*** Document excerpt

Posted by: rebeccat | September 21, 2007 5:43 PM
there's a legally sanctioned world-view? of anything in particular or what? JW.
Posted by: rebeccat | September 21, 2007 5:47 PM"
Um....of how abortion should be = currently is legally managed in the U.S. If your world view concerning abortion didn't differ and you didn't want it to be legally sanctioned instead, in place of the current one, why, exactly, are you typing words here?
I'm just going to have to jump in here and say that Daniel is 100% right. European law may, on paper, be slightly more restrictive of abortions, but in the US, they are much harder to get.
Why? Because there aren't any abortion clinics in the US, statistically speaking. There are a few states with one place abortions can be gotten. And then states go and pass laws talking about waiting periods and notifications and all that designed to run out the clock.
Yeah, in the US it's normally 24 weeks (Two trimesters), and in Europe it's often 20 or less, but in Europe it's a ten minute car ride to the nearest hospital, whereas in the US it's a five hour car trip to 'counseling' and then a waiting period and then another five hour trip a week later.
Pretending that you can compare how 'liberal' our abortion policy is based on what month it is allowed is idiotic. Almost all abortions are gotten in the first trimester. It is much harder to get one in the first trimester in the US than almost anywhere else it is legal, and it's completely dishonest to pretend otherwise.
Rebeccat is uninterested in hearing that, David, because she'd prefer to just read pro-life propoganda and be rude and nasty. Tissue before living women is her mantra.
Steve Sailer has been ahead of everybody about this. He summed up many of his findings in 2004-2005 with, "Affordable Family Formation: The Neglected Key to the GOP". He had written about the Baby Gap, Marriage Gap, etc. before in the, "American Conservative".
The change in the GOP electorate, and the Dem one as well, is a relatively new one. According to Sailer, they now reflect the fact that white people vote mostly their moral values. He was able to examine mathematically in hindsight when it occurred (whites voting their values) and dates it to the early 90's, and that it has slowly grown since then.
For Dems "to give social conservatives a real place at the table" would be to do something totally against the trajectory of their movement.
"But damned if I can figure out why the GOP is so dogmatic about tax breaks for the wealthy, and crumbs for the middle and working classes who are their natural supporters."

******

→ **Tasks to complete**:
1. According to the comment thread, how many weeks is the normal cutoff for abortion in the US?
2. Carry on the comment thread on abortion and politics past its final line.
You can ignore the entries.

*** Stored data

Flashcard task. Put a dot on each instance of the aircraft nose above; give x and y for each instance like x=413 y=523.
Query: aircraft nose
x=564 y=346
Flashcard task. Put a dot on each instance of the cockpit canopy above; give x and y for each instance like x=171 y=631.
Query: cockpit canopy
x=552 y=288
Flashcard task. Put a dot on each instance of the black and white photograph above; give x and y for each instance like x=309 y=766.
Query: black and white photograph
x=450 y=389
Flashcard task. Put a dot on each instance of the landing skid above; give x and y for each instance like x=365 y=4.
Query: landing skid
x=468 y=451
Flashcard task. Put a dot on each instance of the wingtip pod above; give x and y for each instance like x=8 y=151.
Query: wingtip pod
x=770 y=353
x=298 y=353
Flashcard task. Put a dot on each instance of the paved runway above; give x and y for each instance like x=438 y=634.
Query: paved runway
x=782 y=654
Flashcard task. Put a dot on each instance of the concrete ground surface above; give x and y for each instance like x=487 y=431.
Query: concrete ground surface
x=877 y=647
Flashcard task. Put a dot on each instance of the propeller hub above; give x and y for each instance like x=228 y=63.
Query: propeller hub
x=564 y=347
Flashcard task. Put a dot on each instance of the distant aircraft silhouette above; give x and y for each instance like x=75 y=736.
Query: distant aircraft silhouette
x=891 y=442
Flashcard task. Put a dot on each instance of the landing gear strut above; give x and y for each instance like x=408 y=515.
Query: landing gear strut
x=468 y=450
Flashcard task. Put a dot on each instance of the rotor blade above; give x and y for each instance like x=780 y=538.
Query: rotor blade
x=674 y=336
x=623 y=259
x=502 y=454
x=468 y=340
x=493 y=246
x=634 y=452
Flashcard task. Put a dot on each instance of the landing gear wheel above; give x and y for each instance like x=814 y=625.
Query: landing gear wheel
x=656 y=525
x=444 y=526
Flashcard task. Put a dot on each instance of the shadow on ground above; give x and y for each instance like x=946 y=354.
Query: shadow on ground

******
*** Stored data

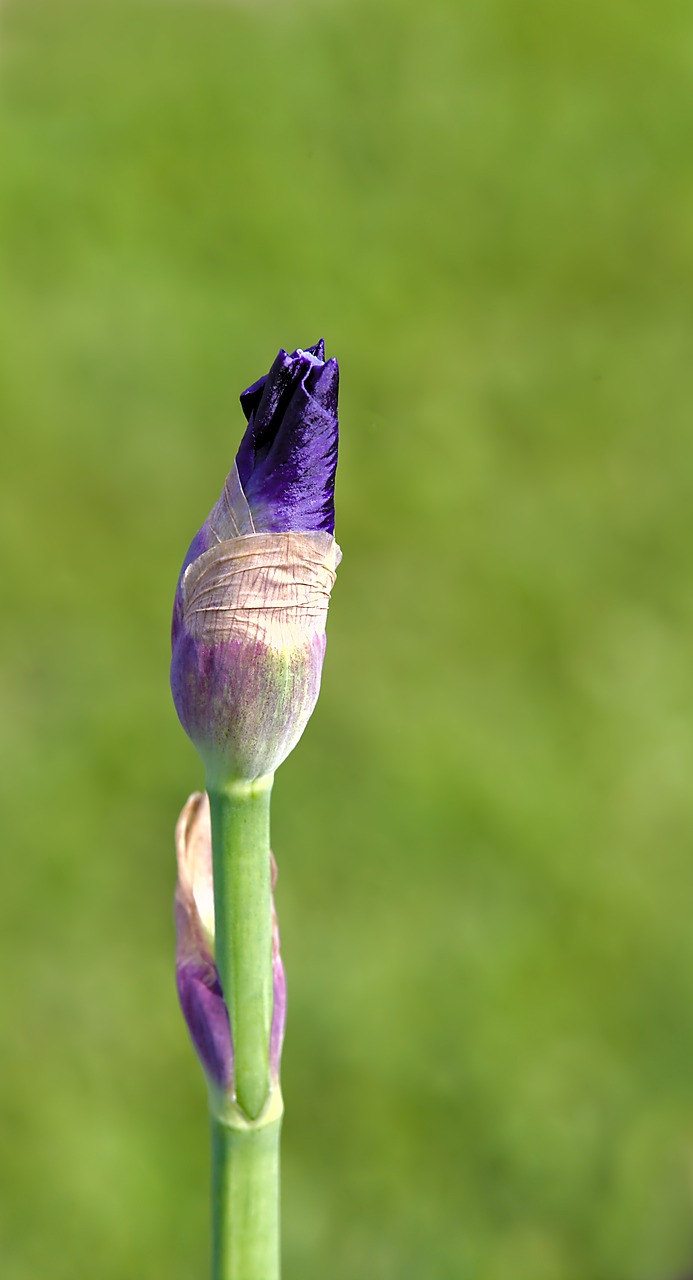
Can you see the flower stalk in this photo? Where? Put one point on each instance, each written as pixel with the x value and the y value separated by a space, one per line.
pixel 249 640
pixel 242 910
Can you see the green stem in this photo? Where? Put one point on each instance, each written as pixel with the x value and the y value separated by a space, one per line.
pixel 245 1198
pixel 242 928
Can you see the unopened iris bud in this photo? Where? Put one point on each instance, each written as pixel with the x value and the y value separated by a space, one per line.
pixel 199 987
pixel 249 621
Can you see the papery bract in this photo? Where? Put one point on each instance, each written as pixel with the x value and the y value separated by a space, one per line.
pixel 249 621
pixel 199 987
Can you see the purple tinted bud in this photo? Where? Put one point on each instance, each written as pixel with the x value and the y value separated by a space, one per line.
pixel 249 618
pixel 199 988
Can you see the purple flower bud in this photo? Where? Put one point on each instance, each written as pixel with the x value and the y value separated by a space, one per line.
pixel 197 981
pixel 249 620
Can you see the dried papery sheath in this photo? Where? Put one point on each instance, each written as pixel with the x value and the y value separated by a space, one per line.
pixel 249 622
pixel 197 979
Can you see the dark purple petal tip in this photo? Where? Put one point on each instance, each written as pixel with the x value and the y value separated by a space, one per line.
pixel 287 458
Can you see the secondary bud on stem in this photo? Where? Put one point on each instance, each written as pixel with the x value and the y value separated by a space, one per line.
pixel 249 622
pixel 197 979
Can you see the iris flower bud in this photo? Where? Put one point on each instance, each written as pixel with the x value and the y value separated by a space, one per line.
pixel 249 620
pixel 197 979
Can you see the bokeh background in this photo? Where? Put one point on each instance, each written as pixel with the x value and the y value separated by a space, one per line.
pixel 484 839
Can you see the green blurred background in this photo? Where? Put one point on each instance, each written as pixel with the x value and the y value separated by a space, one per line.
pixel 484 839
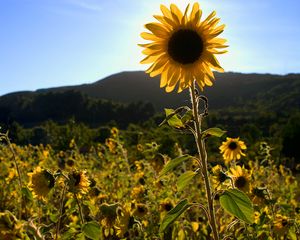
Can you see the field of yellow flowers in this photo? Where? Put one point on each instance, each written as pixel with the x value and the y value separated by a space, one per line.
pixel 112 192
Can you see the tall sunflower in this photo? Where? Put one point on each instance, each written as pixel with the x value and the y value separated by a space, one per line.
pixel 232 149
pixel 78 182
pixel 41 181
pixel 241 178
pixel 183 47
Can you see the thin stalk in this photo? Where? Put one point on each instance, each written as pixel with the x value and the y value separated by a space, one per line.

******
*** Stored data

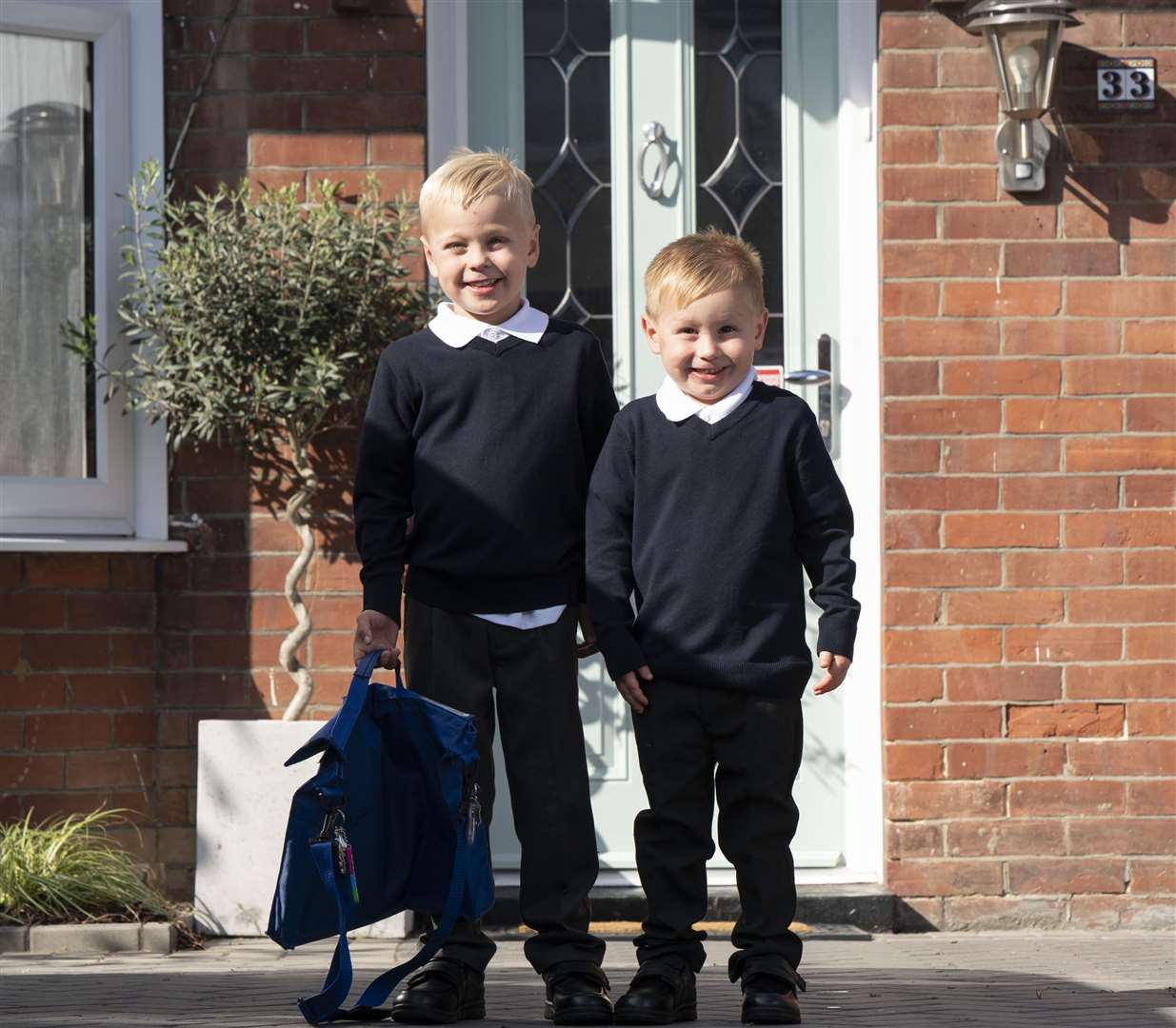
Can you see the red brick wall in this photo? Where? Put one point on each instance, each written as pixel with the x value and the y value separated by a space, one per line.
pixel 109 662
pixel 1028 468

******

→ **Replies**:
1. 24 weeks (two trimesters).

2.
Say Sailer and Ponnuru:
The Republican elites haven't realized how much their base has changed. And they are trying to tell them!
Plus, I suspect Charles Murray might have something to say about elites having such a hard time learning about the regular people, too.
For example, Pres. Bush shares my religious values, but he doesn't know what it's like to be middle class with a large family. He's so insulated that he can't feel the implications of a growing illegal underclass. Unlike me, he'll never know what it is like to have a member of that group beat one of his children, like my seven year old son, with a wide tree limb for no reason and nurse his injuries throughout the night, crying. He'll also never know what it's like to settle for a more downscale neighborhood because said larger family leaves you poorer.... And then have the elites resettle members of the underclass there at government expense!
Creating better family leave policies for workers would be nice...
How about eliminating the marriage penalty provisions in SSI for couples with disabilities? Under current rules, such a couple will lose 25% of their already meager joint income if they refuse to live in sin. Where is Sam Brownback on this issue?
How about eliminating the marriage penalty provisions in SSI for couples with disabilities? Under current rules, such a couple will lose 25% of their already meager joint income if they refuse to live in sin. Where is Sam Brownback on this issue?
The Republicans suggesting, in any circumstances, that SSI payments should be higher?
Gee, I wonder why they don't do that. ;)
Maybe because they'd rather support a war machine than good religious poor people with disabilities. Now why would they do that? Can you say Seamless Shroud?